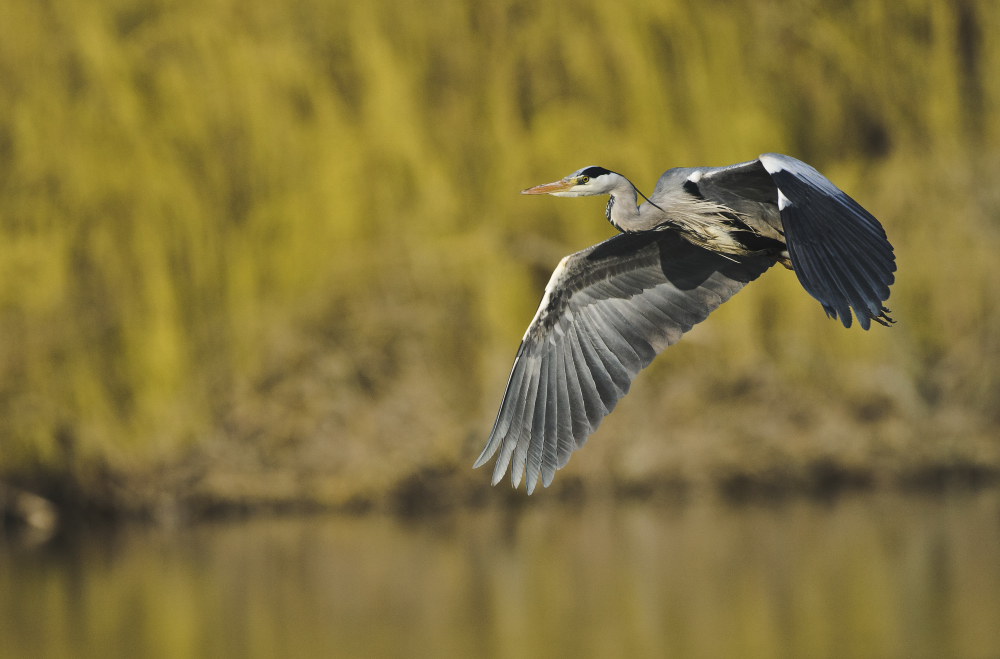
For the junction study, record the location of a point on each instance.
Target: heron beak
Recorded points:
(549, 188)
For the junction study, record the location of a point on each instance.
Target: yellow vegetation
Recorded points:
(275, 251)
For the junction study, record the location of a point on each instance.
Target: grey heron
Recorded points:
(701, 236)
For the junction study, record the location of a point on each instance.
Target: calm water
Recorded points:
(866, 576)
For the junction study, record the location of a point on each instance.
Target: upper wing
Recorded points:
(607, 311)
(838, 249)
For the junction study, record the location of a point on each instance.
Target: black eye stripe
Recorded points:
(594, 172)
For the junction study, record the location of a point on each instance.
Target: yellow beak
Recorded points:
(549, 188)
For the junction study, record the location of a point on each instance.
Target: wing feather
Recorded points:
(606, 313)
(839, 251)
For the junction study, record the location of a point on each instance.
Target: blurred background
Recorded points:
(270, 257)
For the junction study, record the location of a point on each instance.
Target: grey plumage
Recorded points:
(702, 235)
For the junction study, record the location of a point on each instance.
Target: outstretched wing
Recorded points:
(840, 253)
(838, 249)
(607, 311)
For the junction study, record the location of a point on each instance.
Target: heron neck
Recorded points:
(623, 210)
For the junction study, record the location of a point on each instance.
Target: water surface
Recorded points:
(865, 576)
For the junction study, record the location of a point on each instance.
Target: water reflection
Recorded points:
(872, 576)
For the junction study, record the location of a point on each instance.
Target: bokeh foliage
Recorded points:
(279, 243)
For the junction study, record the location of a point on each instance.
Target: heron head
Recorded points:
(581, 183)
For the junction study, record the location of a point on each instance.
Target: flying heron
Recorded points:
(702, 235)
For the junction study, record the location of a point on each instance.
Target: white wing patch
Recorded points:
(776, 162)
(551, 286)
(783, 201)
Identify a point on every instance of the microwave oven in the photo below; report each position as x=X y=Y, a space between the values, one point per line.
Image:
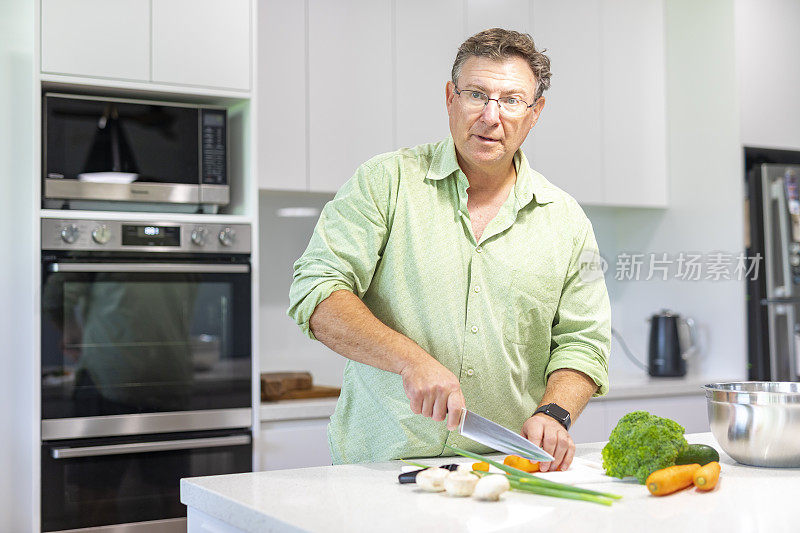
x=126 y=153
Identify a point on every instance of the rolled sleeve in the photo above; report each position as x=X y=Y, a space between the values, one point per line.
x=581 y=334
x=346 y=245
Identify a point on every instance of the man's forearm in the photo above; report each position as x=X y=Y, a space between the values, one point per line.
x=345 y=325
x=569 y=389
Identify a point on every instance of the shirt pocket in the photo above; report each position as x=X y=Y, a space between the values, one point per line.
x=532 y=300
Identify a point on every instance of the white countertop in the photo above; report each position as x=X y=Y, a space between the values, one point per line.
x=367 y=497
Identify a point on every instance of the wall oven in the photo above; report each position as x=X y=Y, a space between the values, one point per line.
x=146 y=368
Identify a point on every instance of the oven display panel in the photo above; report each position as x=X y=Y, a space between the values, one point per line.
x=139 y=235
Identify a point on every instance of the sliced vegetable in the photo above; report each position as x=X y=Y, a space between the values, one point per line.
x=706 y=477
x=460 y=483
x=520 y=463
x=697 y=453
x=528 y=482
x=490 y=488
x=432 y=479
x=483 y=467
x=671 y=479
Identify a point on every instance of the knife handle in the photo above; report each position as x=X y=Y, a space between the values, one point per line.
x=411 y=477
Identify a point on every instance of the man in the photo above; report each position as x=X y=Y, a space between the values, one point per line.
x=450 y=275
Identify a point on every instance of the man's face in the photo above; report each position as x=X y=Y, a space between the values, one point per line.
x=486 y=138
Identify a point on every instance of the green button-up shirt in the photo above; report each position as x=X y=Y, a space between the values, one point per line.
x=501 y=314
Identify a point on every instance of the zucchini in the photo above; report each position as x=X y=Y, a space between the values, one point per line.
x=697 y=453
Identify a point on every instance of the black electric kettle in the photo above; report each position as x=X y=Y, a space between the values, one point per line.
x=672 y=339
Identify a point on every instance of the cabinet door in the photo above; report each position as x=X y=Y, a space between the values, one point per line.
x=426 y=48
x=351 y=87
x=634 y=102
x=97 y=38
x=202 y=42
x=293 y=444
x=566 y=143
x=282 y=113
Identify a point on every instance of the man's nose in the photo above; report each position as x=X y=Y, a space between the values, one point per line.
x=491 y=112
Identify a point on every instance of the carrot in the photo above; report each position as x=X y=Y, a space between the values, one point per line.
x=706 y=477
x=670 y=479
x=520 y=463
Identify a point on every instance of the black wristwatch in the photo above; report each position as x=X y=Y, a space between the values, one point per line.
x=557 y=412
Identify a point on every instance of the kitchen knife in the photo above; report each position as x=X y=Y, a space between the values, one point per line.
x=484 y=431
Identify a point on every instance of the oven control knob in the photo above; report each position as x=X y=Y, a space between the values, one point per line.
x=69 y=234
x=199 y=235
x=101 y=234
x=227 y=236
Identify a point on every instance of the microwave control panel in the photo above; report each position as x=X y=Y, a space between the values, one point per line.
x=214 y=160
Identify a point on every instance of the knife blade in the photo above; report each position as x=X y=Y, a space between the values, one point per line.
x=491 y=434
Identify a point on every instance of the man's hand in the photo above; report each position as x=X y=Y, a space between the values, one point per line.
x=545 y=432
x=434 y=391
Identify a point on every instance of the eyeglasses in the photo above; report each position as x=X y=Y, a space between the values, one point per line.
x=510 y=106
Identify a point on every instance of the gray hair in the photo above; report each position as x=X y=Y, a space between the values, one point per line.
x=499 y=45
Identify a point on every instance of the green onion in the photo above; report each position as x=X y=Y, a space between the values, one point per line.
x=521 y=480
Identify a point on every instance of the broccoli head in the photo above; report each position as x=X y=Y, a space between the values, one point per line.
x=641 y=444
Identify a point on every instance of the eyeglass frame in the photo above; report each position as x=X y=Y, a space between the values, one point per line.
x=499 y=106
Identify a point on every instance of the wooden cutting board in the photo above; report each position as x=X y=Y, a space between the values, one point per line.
x=275 y=384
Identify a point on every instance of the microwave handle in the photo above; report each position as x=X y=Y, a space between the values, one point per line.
x=144 y=447
x=149 y=267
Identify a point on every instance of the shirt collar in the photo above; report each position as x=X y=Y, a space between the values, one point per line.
x=529 y=183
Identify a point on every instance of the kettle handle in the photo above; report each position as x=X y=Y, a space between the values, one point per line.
x=692 y=337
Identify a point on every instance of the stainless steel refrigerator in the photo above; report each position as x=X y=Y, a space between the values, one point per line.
x=773 y=234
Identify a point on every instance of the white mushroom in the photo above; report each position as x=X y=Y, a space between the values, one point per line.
x=432 y=479
x=491 y=487
x=460 y=483
x=465 y=468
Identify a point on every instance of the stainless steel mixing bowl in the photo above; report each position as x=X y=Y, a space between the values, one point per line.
x=756 y=422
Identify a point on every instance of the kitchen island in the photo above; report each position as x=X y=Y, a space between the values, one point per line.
x=367 y=497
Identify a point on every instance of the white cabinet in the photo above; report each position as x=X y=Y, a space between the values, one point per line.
x=96 y=38
x=634 y=103
x=768 y=72
x=350 y=86
x=293 y=444
x=202 y=42
x=425 y=51
x=192 y=43
x=282 y=83
x=566 y=143
x=602 y=134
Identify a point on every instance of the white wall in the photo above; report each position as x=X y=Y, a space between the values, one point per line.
x=282 y=241
x=706 y=192
x=19 y=451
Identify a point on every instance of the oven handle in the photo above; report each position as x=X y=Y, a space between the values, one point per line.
x=144 y=447
x=149 y=267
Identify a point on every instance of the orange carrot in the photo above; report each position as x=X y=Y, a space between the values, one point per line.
x=520 y=463
x=706 y=477
x=670 y=479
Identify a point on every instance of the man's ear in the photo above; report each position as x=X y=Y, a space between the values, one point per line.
x=449 y=95
x=537 y=110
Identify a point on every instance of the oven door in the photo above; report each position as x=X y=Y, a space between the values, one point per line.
x=126 y=480
x=132 y=347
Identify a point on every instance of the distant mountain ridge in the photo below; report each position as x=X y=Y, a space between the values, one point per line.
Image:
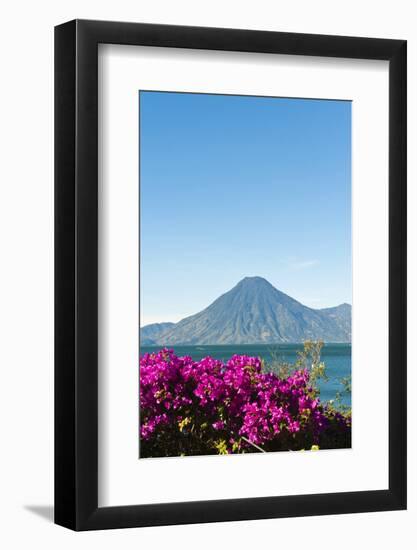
x=253 y=312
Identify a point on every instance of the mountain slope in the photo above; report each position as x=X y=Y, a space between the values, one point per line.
x=256 y=312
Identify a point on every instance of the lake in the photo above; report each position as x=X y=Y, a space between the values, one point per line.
x=337 y=358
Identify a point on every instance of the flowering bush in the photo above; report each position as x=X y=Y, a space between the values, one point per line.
x=211 y=407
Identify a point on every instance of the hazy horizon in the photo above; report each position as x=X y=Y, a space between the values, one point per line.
x=252 y=276
x=235 y=186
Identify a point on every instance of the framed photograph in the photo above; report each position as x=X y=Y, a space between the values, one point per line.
x=230 y=253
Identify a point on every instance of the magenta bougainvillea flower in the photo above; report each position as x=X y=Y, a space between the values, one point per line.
x=206 y=407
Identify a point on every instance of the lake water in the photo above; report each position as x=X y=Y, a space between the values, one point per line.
x=337 y=358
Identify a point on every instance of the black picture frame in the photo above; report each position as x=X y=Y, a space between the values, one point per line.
x=76 y=272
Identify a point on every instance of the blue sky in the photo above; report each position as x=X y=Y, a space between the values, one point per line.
x=235 y=186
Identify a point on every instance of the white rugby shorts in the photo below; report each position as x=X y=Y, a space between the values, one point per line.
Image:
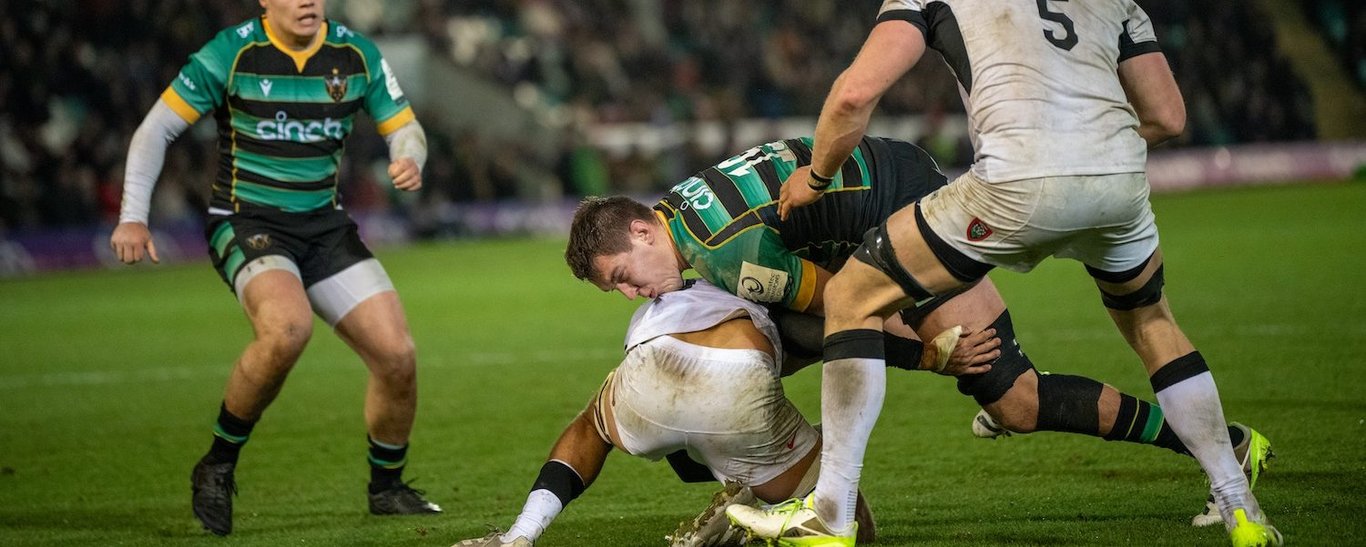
x=1103 y=220
x=726 y=406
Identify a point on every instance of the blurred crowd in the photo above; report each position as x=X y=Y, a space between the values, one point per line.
x=77 y=78
x=1343 y=26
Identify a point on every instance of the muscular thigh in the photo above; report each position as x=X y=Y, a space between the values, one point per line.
x=1101 y=220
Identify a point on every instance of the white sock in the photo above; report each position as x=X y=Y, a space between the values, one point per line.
x=541 y=508
x=1193 y=409
x=851 y=398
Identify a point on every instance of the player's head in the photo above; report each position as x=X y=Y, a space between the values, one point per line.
x=294 y=21
x=618 y=244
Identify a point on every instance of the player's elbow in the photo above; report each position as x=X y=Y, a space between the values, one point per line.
x=1172 y=122
x=1167 y=122
x=850 y=97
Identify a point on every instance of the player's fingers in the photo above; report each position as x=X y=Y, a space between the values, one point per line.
x=976 y=369
x=985 y=357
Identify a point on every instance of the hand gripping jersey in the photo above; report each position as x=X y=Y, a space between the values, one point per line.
x=283 y=114
x=724 y=219
x=1038 y=79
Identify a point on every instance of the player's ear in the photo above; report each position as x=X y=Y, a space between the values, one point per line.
x=641 y=230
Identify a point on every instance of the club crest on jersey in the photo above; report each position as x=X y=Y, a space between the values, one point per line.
x=977 y=230
x=336 y=86
x=258 y=241
x=758 y=283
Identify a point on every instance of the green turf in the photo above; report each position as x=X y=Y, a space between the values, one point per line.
x=109 y=382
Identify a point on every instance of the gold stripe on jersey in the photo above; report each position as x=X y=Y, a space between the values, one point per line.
x=301 y=58
x=398 y=121
x=807 y=290
x=179 y=105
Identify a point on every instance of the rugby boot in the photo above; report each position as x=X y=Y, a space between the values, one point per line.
x=790 y=524
x=399 y=498
x=213 y=488
x=1254 y=453
x=711 y=528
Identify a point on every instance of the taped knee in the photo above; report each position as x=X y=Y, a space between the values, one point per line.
x=1068 y=404
x=1148 y=294
x=991 y=386
x=560 y=479
x=903 y=353
x=879 y=253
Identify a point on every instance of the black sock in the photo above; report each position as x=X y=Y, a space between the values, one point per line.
x=1141 y=421
x=230 y=432
x=387 y=464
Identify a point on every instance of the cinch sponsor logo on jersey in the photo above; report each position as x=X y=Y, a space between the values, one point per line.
x=284 y=129
x=695 y=192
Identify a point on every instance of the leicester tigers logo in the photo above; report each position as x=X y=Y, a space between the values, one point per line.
x=336 y=86
x=977 y=230
x=258 y=241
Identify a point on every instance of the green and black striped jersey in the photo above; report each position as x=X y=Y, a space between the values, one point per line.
x=283 y=115
x=724 y=219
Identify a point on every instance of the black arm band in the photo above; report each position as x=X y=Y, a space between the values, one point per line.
x=560 y=480
x=820 y=182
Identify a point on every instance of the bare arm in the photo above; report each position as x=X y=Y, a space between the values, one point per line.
x=891 y=49
x=407 y=155
x=581 y=447
x=1152 y=89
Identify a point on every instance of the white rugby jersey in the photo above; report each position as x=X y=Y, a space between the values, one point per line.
x=697 y=308
x=1040 y=81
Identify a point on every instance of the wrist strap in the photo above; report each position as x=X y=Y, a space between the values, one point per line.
x=820 y=182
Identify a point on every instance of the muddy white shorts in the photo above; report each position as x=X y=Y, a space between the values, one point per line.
x=1103 y=220
x=726 y=406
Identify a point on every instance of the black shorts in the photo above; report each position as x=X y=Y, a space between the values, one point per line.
x=321 y=242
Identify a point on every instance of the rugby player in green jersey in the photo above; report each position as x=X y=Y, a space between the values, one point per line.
x=284 y=89
x=724 y=223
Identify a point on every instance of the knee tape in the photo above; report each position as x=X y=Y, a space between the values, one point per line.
x=1068 y=404
x=877 y=252
x=559 y=479
x=1148 y=294
x=991 y=386
x=802 y=334
x=903 y=353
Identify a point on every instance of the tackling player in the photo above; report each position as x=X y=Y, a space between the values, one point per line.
x=723 y=223
x=700 y=384
x=1063 y=99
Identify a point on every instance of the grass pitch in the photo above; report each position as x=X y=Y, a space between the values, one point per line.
x=109 y=382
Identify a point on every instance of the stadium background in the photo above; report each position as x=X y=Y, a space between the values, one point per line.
x=108 y=375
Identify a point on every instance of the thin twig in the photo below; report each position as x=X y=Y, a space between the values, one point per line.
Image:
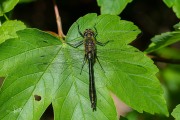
x=58 y=20
x=164 y=60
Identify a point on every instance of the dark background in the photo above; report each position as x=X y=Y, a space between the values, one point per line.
x=151 y=16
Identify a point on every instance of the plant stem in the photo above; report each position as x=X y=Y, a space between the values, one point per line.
x=164 y=60
x=58 y=21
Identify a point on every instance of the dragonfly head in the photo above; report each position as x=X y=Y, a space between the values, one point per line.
x=88 y=33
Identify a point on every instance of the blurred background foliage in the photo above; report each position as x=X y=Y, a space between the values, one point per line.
x=153 y=17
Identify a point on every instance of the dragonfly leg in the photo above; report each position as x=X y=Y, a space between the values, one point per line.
x=96 y=33
x=80 y=31
x=76 y=44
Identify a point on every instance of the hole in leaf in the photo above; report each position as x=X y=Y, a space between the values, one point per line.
x=37 y=97
x=45 y=41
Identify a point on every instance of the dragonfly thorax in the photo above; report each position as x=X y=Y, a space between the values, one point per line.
x=88 y=33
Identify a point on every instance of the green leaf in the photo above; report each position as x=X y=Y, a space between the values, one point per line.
x=7 y=5
x=9 y=28
x=26 y=1
x=37 y=64
x=113 y=7
x=171 y=75
x=176 y=112
x=175 y=4
x=163 y=40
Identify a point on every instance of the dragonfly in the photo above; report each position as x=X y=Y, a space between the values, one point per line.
x=90 y=49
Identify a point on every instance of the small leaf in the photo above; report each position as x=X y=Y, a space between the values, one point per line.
x=113 y=7
x=176 y=112
x=175 y=4
x=163 y=40
x=7 y=5
x=9 y=28
x=26 y=1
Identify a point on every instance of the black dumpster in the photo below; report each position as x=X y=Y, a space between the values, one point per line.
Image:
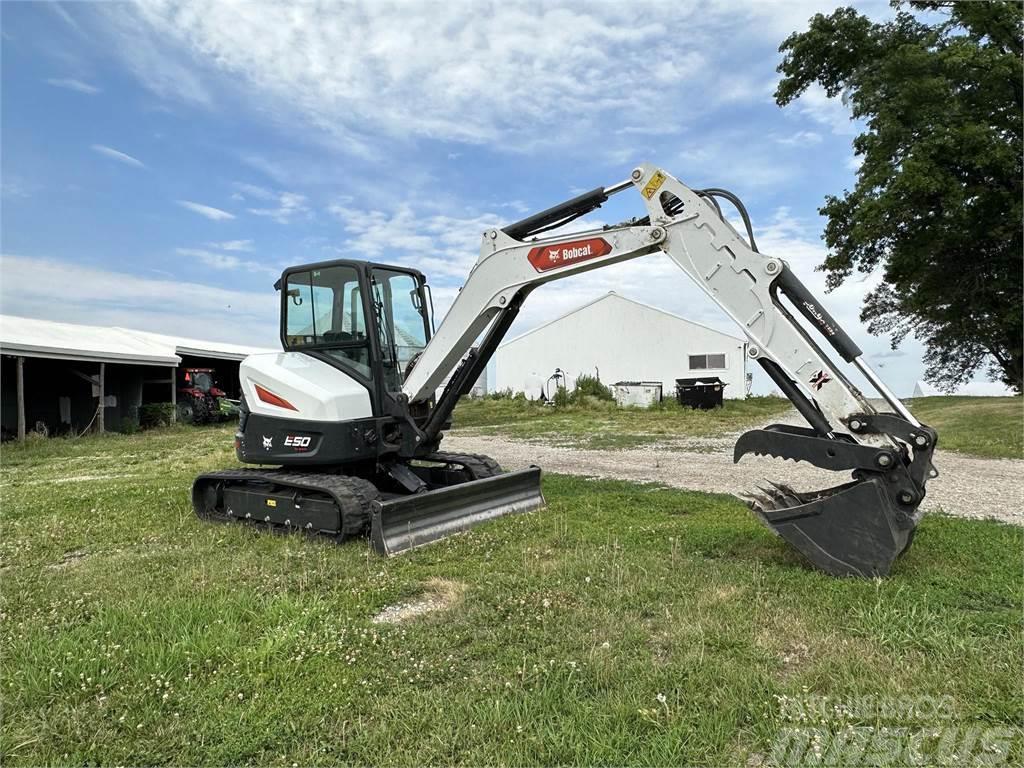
x=704 y=393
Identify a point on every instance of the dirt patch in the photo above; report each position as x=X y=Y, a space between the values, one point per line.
x=69 y=559
x=438 y=594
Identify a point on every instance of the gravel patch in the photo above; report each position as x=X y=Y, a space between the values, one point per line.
x=440 y=594
x=967 y=486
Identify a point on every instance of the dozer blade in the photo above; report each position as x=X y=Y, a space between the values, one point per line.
x=851 y=529
x=411 y=521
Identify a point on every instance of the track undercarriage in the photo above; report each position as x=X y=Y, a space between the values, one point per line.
x=339 y=506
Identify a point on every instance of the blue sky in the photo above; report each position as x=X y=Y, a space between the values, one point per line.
x=162 y=163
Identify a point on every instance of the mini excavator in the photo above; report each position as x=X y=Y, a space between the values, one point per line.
x=347 y=420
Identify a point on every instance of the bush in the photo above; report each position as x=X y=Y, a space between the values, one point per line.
x=590 y=386
x=156 y=415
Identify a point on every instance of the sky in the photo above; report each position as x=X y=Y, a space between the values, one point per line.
x=163 y=163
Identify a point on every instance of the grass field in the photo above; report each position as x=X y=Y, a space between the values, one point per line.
x=597 y=424
x=992 y=427
x=623 y=624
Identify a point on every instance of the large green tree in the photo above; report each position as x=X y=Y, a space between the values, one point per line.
x=937 y=204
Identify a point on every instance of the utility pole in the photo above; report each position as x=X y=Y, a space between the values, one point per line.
x=20 y=398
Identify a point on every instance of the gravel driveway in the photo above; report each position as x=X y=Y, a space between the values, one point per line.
x=966 y=486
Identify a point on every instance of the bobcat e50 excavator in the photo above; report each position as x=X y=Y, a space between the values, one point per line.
x=348 y=413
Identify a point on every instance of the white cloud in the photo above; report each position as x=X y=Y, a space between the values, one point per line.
x=442 y=246
x=253 y=190
x=232 y=245
x=289 y=205
x=832 y=113
x=144 y=51
x=514 y=74
x=73 y=85
x=103 y=297
x=210 y=258
x=118 y=156
x=214 y=214
x=800 y=138
x=217 y=260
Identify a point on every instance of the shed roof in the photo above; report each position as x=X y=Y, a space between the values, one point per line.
x=610 y=295
x=38 y=338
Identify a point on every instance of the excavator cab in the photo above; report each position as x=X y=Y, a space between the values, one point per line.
x=371 y=320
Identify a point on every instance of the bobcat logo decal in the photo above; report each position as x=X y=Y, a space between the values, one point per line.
x=819 y=380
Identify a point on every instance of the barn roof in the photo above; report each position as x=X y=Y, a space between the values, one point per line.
x=39 y=338
x=612 y=294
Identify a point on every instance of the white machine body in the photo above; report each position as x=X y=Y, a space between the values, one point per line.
x=315 y=390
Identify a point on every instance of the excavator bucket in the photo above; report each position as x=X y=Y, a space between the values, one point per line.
x=858 y=528
x=409 y=521
x=851 y=529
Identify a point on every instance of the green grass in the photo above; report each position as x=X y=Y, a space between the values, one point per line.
x=991 y=427
x=598 y=424
x=624 y=624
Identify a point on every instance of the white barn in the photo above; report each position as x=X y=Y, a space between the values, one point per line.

## AIM OF THE EXERCISE
Look through the listing, and copy each line that contains the word "grey".

## RESULT OF THIS EXERCISE
Target: grey heron
Target: grey plumage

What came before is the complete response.